*Work required*: Render the data below as a JSON list of strings, one string per line and no blank lines, starting at the line that contains "[search] rusty gate bar" and ending at the line that contains "[169,758,192,787]", both included.

■ ■ ■ ■ ■

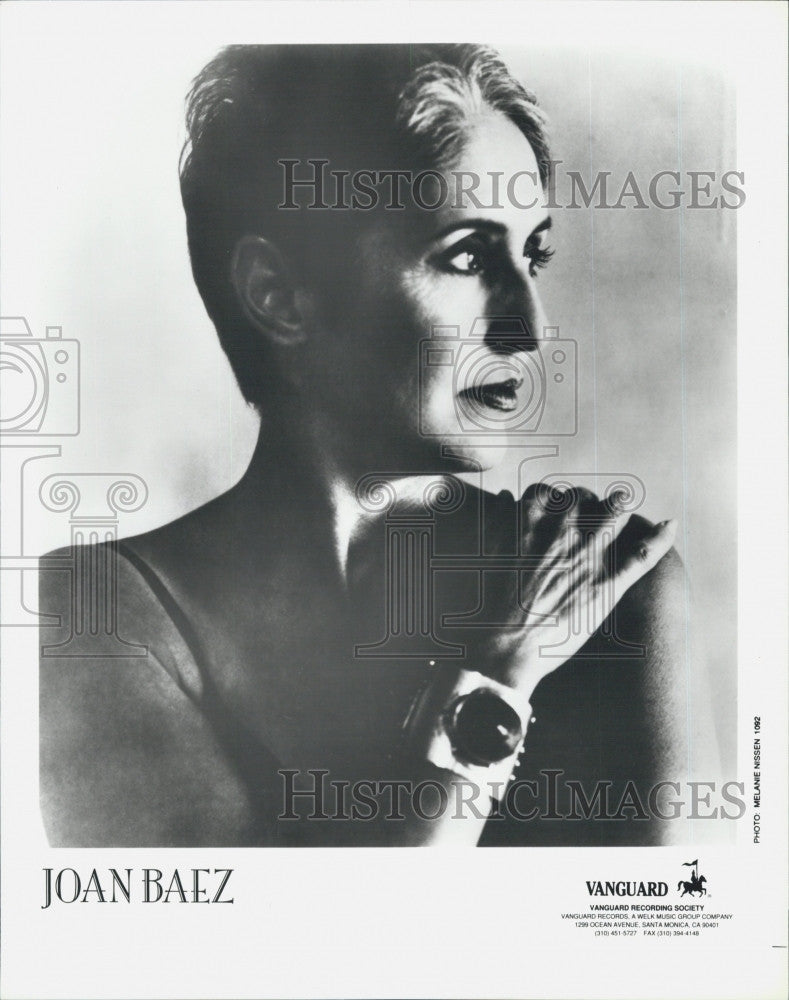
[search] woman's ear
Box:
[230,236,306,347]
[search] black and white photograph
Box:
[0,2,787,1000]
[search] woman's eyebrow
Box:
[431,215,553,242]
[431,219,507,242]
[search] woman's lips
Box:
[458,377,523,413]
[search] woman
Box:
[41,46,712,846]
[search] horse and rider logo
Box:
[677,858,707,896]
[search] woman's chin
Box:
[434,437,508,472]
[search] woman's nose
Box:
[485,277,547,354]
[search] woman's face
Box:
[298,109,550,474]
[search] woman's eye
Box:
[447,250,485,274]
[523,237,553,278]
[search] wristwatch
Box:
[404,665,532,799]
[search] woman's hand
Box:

■ ■ ■ ■ ■

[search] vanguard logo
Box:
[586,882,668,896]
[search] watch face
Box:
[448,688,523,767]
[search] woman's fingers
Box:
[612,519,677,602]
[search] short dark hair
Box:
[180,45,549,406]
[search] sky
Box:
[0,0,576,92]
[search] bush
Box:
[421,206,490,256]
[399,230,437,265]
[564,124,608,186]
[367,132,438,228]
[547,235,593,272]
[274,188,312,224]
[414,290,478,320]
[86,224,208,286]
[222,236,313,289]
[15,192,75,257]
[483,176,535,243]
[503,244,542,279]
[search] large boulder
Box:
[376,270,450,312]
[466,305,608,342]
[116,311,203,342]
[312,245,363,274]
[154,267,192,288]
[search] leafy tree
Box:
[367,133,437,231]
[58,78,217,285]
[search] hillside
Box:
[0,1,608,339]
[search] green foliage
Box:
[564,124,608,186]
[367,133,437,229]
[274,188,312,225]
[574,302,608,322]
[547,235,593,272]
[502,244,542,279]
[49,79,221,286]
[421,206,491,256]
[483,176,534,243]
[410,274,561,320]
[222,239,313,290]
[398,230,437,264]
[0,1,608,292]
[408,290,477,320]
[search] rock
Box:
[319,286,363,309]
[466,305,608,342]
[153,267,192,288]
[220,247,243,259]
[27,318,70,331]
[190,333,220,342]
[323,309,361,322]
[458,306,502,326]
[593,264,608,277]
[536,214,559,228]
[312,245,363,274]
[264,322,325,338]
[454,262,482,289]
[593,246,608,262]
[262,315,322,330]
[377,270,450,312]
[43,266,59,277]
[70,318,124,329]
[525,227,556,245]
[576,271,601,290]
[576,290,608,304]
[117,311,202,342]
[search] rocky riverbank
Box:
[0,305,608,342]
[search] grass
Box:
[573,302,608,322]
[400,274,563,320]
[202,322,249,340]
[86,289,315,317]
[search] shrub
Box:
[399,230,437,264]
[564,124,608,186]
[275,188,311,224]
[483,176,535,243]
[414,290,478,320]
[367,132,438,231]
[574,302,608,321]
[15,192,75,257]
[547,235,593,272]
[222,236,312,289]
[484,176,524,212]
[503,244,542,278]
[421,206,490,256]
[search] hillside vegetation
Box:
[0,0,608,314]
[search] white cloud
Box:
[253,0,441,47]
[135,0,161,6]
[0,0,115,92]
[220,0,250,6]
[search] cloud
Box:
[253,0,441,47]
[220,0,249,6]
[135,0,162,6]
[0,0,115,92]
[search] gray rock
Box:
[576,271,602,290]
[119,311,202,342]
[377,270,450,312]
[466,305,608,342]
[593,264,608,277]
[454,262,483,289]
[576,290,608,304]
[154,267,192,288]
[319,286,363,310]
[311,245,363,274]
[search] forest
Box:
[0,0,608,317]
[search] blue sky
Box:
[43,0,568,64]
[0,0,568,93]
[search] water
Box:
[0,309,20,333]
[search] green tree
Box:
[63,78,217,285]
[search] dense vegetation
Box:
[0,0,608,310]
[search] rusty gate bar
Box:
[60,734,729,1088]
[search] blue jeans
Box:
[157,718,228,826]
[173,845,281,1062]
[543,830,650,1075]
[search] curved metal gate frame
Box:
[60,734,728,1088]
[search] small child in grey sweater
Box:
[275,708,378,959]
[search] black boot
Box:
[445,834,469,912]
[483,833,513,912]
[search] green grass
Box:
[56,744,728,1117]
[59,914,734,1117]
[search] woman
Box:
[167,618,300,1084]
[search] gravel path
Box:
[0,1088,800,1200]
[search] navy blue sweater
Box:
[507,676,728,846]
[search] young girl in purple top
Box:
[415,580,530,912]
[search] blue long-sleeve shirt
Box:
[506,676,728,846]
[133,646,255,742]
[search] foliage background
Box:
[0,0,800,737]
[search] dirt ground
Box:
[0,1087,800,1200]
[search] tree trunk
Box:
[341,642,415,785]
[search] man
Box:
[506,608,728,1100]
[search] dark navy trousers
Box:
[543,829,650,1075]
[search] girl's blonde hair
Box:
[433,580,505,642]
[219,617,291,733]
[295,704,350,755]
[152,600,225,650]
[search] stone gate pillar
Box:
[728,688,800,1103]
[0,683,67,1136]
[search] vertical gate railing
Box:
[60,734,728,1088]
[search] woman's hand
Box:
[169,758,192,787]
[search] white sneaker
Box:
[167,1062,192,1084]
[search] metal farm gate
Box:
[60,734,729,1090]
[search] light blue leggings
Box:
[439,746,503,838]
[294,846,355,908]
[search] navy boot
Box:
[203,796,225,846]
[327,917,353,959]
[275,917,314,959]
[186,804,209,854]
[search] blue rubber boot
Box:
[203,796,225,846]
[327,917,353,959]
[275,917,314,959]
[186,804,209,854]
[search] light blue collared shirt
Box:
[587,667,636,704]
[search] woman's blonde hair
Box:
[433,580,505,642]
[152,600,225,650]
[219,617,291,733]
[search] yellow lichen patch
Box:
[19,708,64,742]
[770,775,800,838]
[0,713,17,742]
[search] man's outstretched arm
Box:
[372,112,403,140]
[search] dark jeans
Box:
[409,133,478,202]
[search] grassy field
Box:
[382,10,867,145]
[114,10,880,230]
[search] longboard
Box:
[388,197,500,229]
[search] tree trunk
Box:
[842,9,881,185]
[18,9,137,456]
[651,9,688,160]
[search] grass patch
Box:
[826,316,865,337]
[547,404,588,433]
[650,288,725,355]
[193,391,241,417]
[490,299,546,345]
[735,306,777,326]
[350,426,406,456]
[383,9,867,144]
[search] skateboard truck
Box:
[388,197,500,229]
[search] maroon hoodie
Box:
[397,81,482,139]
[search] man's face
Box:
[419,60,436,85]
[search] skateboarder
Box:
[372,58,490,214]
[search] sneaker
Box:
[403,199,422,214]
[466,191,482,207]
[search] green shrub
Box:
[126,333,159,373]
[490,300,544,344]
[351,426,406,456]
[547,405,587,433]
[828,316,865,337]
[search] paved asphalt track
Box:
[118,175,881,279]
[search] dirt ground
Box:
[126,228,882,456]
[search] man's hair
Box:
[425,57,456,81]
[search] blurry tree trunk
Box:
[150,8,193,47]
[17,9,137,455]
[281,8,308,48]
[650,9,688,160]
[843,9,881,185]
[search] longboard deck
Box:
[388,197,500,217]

■ ■ ■ ■ ■

*Reply*:
[
  "[search] rusty gate bar",
  "Box:",
  "[60,734,729,1088]",
  "[search] blue jeans",
  "Box:",
  "[157,718,228,826]",
  "[173,845,281,1062]",
  "[543,830,650,1075]",
  "[search] curved metal gate frame",
  "Box:",
  "[60,734,728,1088]",
  "[search] small child in grey sweater",
  "Box:",
  "[275,708,378,959]",
  "[search] black boot",
  "Box:",
  "[445,834,469,912]",
  "[483,833,513,912]",
  "[search] green grass",
  "Box:",
  "[56,744,728,1117]",
  "[59,914,734,1117]",
  "[search] woman",
  "Box:",
  "[167,618,300,1084]",
  "[search] gravel path",
  "Box:",
  "[0,1088,800,1200]",
  "[search] navy blue sweater",
  "Box:",
  "[507,676,728,846]",
  "[search] young girl in purple top",
  "Box:",
  "[415,580,530,912]",
  "[search] blue long-sleeve shirt",
  "Box:",
  "[506,676,728,846]",
  "[133,646,255,742]",
  "[search] foliage background",
  "Box:",
  "[0,0,800,737]",
  "[search] dirt ground",
  "Box:",
  "[0,1087,800,1200]",
  "[search] tree trunk",
  "Box:",
  "[341,642,415,785]",
  "[search] man",
  "Box:",
  "[506,608,728,1100]",
  "[search] dark navy trousers",
  "Box:",
  "[543,829,650,1075]",
  "[search] girl's blonde hair",
  "Box:",
  "[433,580,505,642]",
  "[219,617,291,733]",
  "[295,704,350,755]",
  "[152,600,225,650]",
  "[search] stone gate pillar",
  "Box:",
  "[728,688,800,1103]",
  "[0,683,67,1136]",
  "[search] vertical gate railing",
  "Box:",
  "[60,734,728,1088]",
  "[search] woman's hand",
  "Box:",
  "[169,758,192,787]"
]